**Article**
########
- 4529 - BLACKHOLES - discovered with gravity waves? - Albert Einstein didn't believe we'd be able to detect gravitational waves from the merger of two black holes. The James Webb Space Telescope finds ancient black holes. The most fascinating and mysterious objects in the cosmos are “black holes”. These pockets in the fabric of spacetime are anchored by an infinitely dense and infinitesimally small concentration of mass: a “Singularity”.
------------------------------------- 4529 - BLACKHOLES - discovered with gravity waves?
- We simply do not know what lies beyond a
black hole's event horizon, singularity, the boundary beyond which light can't
cross. In the 25 years since 1999, the
science of black holes has come on leaps and bounds, especially as it relates
to bringing them from their theoretical origins into observational reality.
-
- Like all black holes, supermassive black
holes at the hearts of galaxies are bounded by one-way, light-trapping surfaces
called “event horizons”. No light can
escape a black hole, and no black hole can really ever be “seen”. What can be
seen, however, is the shadow these voids cast on the glowing material
surrounding them. It is upon this material that black holes gradually feed.
-
- Capturing an image of a black hole is no
small feat. One project that endeavored
to do this is the Event Horizon Telescope (EHT), a global network of
observatories that coordinates to act like a telescope the size of Earth. In
April 2019, the EHT collaboration
revealed to the public that they had succeeded in imaging a black hole using
data collected in 2017.
########
**Supplied information**
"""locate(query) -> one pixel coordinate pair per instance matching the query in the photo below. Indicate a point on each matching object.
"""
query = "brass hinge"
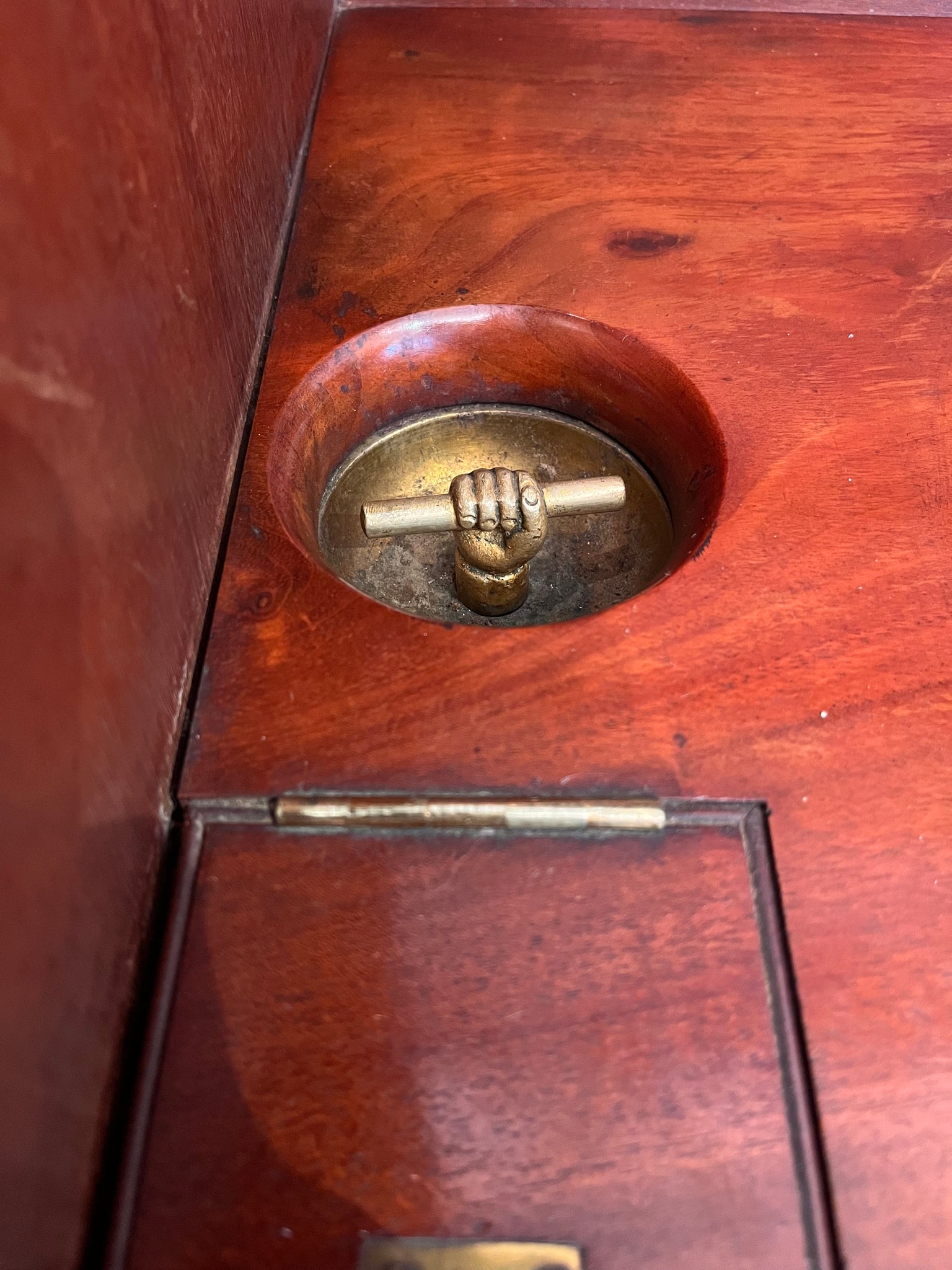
########
**Stated goal A**
Retype the part of the black hole article starting at "- 4529 - BLACKHOLES - discovered with gravity waves? - Albert" and ending at "into observational reality.".
**Stated goal B**
Answer these questions from the black hole article:
(i) What are the one-way, light-trapping surfaces around supermassive black holes called?
(ii) What does the Event Horizon Telescope network act like?
(iii) In what month and year did the EHT collaboration reveal that it had imaged a black hole?
**Stated goal C**
Does each statement agree with the black hole article? Answer yes or no, and quote the words that decide it.
(i) The Event Horizon Telescope is a single observatory.
(ii) Black holes gradually feed on the glowing material around them.
(iii) Albert Einstein expected that gravitational waves from two merging black holes could be detected.
You won't need the data for any of this.

**Task result A**
- 4529 - BLACKHOLES - discovered with gravity waves? - Albert Einstein didn't believe we'd be able to detect gravitational waves from the merger of two black holes. The James Webb Space Telescope finds ancient black holes. The most fascinating and mysterious objects in the cosmos are “black holes”. These pockets in the fabric of spacetime are anchored by an infinitely dense and infinitesimally small concentration of mass: a “Singularity”.
------------------------------------- 4529 - BLACKHOLES - discovered with gravity waves?
- We simply do not know what lies beyond a
black hole's event horizon, singularity, the boundary beyond which light can't
cross. In the 25 years since 1999, the
science of black holes has come on leaps and bounds, especially as it relates
to bringing them from their theoretical origins into observational reality.

**Task result B**
(i) Event horizons
(ii) A telescope the size of Earth
(iii) April 2019

**Task result C**
(i) No: "a global network of observatories that coordinates to act like a telescope the size of Earth"
(ii) Yes: "It is upon this material that black holes gradually feed."
(iii) No: "Albert Einstein didn't believe we'd be able to detect gravitational waves from the merger of two black holes."